Aim —
Copy out the stretch of the records from the line containing "is the face" through the line containing "[0,186,233,559]", with both of those lines included, and nothing else.

Data supplied —
----------------
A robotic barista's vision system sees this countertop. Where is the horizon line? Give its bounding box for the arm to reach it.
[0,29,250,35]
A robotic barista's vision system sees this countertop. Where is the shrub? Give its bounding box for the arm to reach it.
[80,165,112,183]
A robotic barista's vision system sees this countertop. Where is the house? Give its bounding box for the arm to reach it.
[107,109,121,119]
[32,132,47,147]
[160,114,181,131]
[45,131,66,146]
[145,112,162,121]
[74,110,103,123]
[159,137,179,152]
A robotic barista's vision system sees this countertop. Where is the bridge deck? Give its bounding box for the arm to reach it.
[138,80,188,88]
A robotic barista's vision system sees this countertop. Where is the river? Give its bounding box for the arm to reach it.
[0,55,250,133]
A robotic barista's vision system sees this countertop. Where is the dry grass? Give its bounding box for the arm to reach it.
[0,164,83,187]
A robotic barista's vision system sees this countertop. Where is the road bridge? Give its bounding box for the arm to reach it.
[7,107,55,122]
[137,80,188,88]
----------------
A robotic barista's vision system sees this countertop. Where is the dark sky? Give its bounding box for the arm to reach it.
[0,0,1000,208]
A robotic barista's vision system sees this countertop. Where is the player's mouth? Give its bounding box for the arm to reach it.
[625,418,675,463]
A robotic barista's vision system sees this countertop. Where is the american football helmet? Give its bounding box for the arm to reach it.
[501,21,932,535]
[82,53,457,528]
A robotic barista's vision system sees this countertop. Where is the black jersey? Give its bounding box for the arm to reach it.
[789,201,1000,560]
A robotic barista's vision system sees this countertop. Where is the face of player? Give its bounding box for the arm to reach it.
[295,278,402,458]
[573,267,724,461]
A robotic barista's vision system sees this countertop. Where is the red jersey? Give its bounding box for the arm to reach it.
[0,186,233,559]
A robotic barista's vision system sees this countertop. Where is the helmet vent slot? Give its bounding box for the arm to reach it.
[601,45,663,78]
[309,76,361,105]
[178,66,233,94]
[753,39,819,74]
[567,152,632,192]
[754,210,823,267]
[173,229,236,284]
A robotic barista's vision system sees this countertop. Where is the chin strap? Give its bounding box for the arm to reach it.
----------------
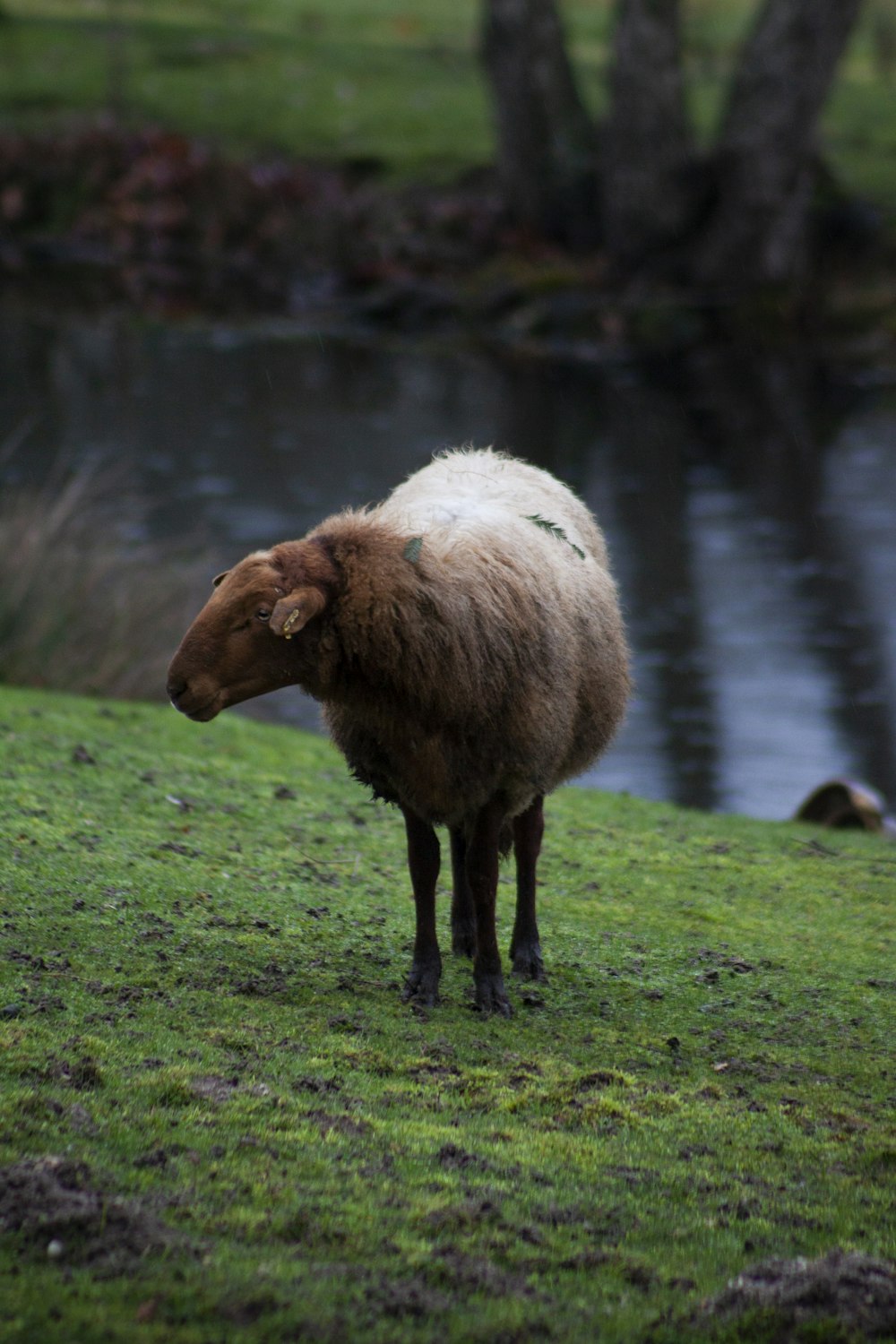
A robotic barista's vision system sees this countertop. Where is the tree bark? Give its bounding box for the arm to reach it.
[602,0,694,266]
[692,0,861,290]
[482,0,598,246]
----------------
Worked solution —
A robotic barista's vision system sees this countertop. Where is the face of player? Give its bounding box for the arm to reach it.
[295,278,402,458]
[573,267,724,461]
A robotic barista's vision system sees this countertop. Where is the red jersey? Give its bounding box for the arm to reach it.
[0,186,233,559]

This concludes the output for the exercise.